# [Records for the task]

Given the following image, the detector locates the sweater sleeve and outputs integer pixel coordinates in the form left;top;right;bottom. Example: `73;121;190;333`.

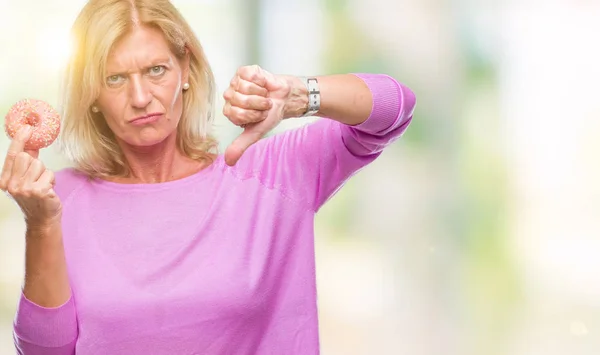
13;169;84;355
232;74;416;212
13;293;78;355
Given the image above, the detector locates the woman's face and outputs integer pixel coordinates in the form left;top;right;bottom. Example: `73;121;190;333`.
96;27;189;147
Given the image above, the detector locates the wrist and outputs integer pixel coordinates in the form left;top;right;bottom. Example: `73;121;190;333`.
25;215;61;238
283;76;308;118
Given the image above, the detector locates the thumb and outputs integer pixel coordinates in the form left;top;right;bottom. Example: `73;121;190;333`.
265;73;283;92
225;124;263;166
25;149;40;159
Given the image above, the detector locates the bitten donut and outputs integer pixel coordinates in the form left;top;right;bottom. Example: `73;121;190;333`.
4;99;60;150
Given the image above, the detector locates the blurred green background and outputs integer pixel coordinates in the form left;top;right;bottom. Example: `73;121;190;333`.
0;0;600;355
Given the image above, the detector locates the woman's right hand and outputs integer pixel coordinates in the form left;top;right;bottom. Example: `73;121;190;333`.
0;126;62;228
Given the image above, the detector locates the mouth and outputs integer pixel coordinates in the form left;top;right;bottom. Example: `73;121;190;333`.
129;112;163;126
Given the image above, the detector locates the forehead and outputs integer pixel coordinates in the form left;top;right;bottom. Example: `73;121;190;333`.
106;26;173;71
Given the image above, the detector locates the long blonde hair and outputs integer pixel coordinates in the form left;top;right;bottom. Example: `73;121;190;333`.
59;0;217;177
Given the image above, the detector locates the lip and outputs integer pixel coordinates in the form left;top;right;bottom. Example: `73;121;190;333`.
129;112;162;126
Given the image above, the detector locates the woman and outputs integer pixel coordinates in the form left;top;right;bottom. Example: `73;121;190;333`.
0;0;415;355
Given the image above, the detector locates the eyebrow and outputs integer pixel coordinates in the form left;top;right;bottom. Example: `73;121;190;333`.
106;57;173;76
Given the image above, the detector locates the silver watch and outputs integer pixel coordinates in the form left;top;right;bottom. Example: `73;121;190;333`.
300;77;321;117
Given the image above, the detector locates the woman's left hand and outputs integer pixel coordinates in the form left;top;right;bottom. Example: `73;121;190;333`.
223;65;302;166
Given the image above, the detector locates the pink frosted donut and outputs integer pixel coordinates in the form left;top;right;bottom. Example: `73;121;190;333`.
4;99;60;150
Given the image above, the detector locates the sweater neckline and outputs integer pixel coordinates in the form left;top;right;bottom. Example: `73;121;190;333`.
86;155;223;191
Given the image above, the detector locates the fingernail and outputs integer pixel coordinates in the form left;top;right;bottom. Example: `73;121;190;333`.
21;124;31;134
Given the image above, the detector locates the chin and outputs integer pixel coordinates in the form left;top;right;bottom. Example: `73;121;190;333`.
124;130;175;147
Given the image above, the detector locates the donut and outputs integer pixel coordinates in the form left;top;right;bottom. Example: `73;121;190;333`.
4;99;60;150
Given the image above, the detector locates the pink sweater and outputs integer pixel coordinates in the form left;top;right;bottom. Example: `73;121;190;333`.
14;74;415;355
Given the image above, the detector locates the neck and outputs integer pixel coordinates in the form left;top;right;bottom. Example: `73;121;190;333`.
121;134;200;184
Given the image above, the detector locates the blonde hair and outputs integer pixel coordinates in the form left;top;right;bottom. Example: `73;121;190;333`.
59;0;217;177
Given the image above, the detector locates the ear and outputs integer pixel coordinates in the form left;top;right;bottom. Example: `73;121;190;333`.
179;47;190;83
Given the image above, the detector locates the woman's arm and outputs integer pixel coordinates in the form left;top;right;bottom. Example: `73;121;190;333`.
224;70;416;211
284;74;373;126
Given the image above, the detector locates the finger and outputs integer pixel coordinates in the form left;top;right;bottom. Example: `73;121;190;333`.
23;159;46;184
0;125;32;186
11;152;34;180
237;79;269;97
229;92;273;111
25;149;40;159
223;105;269;126
237;65;267;87
225;125;263;166
33;169;55;195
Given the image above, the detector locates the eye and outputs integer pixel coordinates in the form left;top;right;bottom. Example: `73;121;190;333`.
150;65;166;76
106;75;123;85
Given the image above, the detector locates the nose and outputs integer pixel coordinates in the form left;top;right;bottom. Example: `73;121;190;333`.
131;75;152;108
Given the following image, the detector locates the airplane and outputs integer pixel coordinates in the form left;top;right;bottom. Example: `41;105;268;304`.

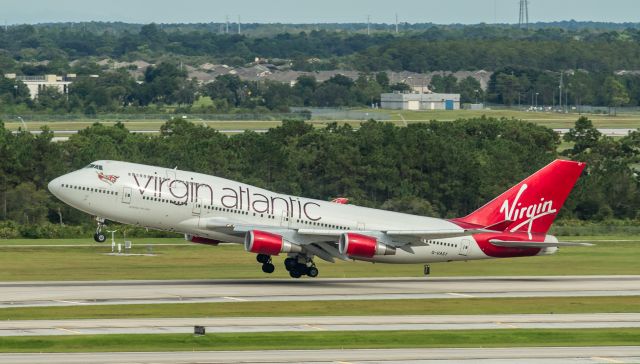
48;160;592;278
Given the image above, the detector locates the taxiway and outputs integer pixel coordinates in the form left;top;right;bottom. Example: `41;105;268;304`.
0;276;640;307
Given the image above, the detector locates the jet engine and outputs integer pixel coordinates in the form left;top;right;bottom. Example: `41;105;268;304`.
244;230;302;255
338;233;396;258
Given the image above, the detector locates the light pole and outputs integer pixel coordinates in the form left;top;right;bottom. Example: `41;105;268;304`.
18;116;29;131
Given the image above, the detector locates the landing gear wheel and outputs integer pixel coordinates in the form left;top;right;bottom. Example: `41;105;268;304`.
284;258;298;272
262;263;276;274
307;267;320;278
93;217;107;243
256;254;271;264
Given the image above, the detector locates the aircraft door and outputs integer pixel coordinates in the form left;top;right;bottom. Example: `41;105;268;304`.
191;198;202;216
280;211;291;228
122;187;132;204
458;239;471;257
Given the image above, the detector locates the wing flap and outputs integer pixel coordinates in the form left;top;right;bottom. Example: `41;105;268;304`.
489;239;595;248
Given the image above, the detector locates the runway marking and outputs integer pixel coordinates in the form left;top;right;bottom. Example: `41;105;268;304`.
302;324;327;331
591;356;624;363
55;327;82;334
496;322;519;329
447;292;474;298
53;300;85;305
222;296;249;302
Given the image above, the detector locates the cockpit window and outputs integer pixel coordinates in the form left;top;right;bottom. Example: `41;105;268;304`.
84;163;102;171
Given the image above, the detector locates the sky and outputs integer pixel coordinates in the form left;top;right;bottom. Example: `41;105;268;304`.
5;0;640;25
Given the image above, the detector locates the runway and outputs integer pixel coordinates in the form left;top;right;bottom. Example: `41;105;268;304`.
0;346;640;364
0;276;640;307
0;310;640;336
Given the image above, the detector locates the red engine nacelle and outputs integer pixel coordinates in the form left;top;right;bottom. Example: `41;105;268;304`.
338;233;396;258
184;235;221;245
244;230;302;255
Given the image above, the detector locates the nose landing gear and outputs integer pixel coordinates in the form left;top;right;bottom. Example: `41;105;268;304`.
256;254;276;274
93;217;107;243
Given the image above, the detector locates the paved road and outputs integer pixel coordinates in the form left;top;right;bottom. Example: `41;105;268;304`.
553;128;638;137
0;346;640;364
13;128;637;142
0;276;640;307
0;313;640;336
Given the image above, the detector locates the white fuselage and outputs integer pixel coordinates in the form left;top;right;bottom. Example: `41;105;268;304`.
49;161;555;263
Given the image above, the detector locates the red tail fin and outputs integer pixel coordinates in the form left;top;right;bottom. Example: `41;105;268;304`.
454;160;585;234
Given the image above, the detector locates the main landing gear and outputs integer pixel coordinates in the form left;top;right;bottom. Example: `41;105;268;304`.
93;217;107;243
256;254;276;274
284;255;319;278
256;254;319;278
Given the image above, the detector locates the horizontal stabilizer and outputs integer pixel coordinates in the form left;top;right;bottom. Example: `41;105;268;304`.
489;239;594;248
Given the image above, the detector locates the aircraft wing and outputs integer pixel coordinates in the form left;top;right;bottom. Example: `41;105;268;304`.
489;239;595;248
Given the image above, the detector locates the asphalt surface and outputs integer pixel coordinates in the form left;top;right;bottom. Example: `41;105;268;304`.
18;128;637;142
0;276;640;308
0;346;640;364
0;310;640;336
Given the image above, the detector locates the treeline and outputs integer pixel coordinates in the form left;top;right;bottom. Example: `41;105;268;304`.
0;118;640;236
0;63;438;116
487;67;640;107
0;24;640;74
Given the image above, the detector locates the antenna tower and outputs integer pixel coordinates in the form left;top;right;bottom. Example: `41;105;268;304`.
518;0;529;29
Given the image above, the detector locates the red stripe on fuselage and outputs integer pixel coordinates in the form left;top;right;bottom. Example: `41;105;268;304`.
473;232;545;258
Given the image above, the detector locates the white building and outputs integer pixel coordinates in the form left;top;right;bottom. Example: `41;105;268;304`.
4;73;75;99
380;92;460;110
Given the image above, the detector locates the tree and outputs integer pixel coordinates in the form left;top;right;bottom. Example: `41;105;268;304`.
603;76;630;114
457;76;484;103
563;116;602;156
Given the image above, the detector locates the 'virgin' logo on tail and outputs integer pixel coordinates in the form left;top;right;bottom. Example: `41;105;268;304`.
500;184;558;239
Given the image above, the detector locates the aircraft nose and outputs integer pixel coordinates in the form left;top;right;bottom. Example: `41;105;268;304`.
47;177;62;197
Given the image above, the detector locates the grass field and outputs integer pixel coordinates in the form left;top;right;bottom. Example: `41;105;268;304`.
0;296;640;320
0;236;640;281
0;329;640;353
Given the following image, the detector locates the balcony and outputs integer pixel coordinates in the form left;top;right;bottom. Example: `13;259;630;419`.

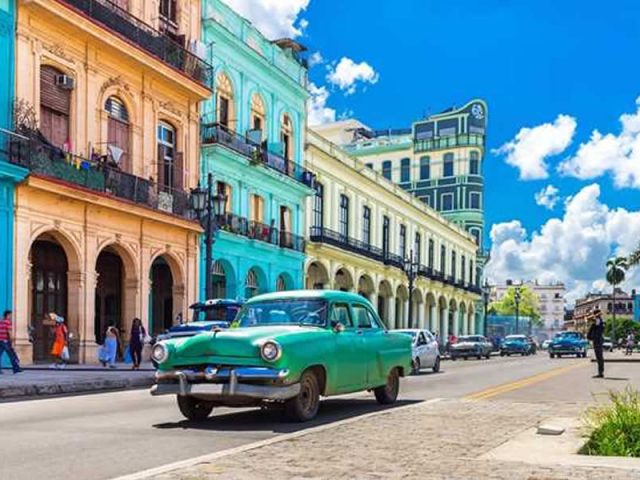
0;129;191;219
200;123;314;188
413;133;484;153
218;213;305;252
58;0;212;88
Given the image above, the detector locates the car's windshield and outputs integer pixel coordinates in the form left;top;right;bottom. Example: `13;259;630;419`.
234;298;327;327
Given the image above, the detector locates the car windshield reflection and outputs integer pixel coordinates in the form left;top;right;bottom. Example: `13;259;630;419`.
234;299;327;327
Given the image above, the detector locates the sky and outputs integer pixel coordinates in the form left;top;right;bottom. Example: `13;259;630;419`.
226;0;640;301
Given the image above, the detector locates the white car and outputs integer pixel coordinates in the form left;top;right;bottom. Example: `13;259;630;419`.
394;328;440;373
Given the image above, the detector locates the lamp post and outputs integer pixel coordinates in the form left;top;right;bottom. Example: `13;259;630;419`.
513;287;522;335
404;250;419;328
190;173;227;300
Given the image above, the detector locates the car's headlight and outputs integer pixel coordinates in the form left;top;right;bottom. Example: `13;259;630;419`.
151;343;169;363
260;340;282;362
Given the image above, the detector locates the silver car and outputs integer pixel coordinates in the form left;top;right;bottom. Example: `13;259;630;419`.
394;328;440;374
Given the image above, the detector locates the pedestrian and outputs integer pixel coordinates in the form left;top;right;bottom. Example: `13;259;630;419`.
129;318;147;370
587;309;604;378
0;310;22;374
49;313;69;368
100;326;119;368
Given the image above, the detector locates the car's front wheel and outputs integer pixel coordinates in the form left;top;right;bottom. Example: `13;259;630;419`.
373;368;400;405
178;395;213;422
284;371;320;422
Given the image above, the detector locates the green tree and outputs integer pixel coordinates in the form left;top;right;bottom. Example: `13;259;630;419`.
489;287;542;326
606;255;633;342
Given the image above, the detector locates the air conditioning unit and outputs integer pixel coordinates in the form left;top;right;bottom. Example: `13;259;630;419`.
56;75;76;90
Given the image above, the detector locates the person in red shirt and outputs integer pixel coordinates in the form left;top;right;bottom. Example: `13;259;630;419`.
0;310;22;374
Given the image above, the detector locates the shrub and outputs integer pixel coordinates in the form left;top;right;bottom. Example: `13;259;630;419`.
581;387;640;457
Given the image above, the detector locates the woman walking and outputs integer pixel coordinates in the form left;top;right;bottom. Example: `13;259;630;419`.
129;318;147;370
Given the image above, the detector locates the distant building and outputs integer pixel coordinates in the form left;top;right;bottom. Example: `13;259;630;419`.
490;280;566;335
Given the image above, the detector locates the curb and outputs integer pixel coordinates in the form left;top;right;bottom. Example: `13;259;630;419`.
113;398;442;480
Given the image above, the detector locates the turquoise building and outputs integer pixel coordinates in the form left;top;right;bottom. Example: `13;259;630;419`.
201;0;313;298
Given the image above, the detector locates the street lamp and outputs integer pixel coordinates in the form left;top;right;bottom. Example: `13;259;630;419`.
190;173;227;300
513;287;522;335
404;250;419;328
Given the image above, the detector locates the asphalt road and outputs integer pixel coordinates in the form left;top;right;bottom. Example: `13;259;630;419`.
0;354;590;480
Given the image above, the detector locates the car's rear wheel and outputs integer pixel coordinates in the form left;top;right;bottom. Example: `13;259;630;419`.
433;357;440;373
373;368;400;405
178;395;213;422
284;371;320;422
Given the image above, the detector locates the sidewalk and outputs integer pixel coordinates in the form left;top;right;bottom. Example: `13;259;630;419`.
153;400;640;480
0;364;154;401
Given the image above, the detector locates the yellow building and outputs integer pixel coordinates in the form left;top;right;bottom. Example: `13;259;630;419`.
11;0;211;362
306;130;480;338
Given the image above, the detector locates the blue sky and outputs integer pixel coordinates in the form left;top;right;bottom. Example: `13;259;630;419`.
226;0;640;300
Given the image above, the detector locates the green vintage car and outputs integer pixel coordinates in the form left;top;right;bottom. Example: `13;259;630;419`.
151;290;411;421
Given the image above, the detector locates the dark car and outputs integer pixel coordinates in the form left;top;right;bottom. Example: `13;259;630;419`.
549;332;589;358
500;335;533;357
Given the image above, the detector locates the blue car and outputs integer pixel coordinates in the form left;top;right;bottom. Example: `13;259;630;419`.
549;332;589;358
500;335;533;357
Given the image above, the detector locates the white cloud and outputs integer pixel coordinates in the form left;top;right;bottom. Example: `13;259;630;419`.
307;83;336;126
558;97;640;188
493;115;577;180
535;185;560;210
327;57;380;95
487;184;640;301
220;0;310;40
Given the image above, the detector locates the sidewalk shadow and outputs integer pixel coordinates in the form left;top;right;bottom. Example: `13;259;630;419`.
153;399;419;433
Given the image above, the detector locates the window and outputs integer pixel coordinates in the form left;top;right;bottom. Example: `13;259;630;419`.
40;65;71;148
104;97;131;171
249;194;264;223
339;195;349;240
442;153;453;177
329;303;353;328
399;225;407;259
469;192;482;210
216;73;235;130
400;158;411;183
429;238;435;268
311;182;324;234
382;160;391;180
382;215;391;257
440;193;453;212
420;157;431;180
362;205;371;246
469;152;480;175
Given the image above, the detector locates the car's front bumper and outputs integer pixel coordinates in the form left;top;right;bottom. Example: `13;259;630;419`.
151;367;300;402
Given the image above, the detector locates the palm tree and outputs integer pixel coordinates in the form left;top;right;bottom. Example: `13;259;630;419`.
607;253;628;345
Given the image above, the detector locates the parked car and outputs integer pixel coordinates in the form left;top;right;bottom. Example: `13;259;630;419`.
549;331;589;358
500;335;533;357
393;329;440;373
602;337;613;352
151;290;412;421
449;335;493;360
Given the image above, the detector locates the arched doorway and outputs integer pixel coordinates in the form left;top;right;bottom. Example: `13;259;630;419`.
31;235;69;363
149;257;174;334
306;262;329;290
93;248;124;344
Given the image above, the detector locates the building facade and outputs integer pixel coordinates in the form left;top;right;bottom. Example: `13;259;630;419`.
305;130;482;338
318;99;487;268
10;0;211;362
201;0;312;298
490;280;567;338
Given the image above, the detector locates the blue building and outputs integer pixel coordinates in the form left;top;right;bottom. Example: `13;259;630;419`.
201;0;313;298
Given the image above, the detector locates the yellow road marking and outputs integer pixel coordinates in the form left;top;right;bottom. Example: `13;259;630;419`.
463;362;588;400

# [What you are asked to do]
Reproduce the data word for word, from the line with "Given the image above, the detector locates the paved" to the line with "49;161;555;263", both included.

# [Response]
Given the image above, the detector locates the paved road and outputs integer pixel coordinates in the form left;top;right;bottom. Example: `41;105;268;304`.
553;128;638;137
0;346;640;364
13;128;637;142
0;276;640;307
0;313;640;336
Given the image above, the detector locates the white fuselage and outputs integer pixel coordinates in the form left;top;right;bottom. Example: `41;105;268;304`.
49;161;555;263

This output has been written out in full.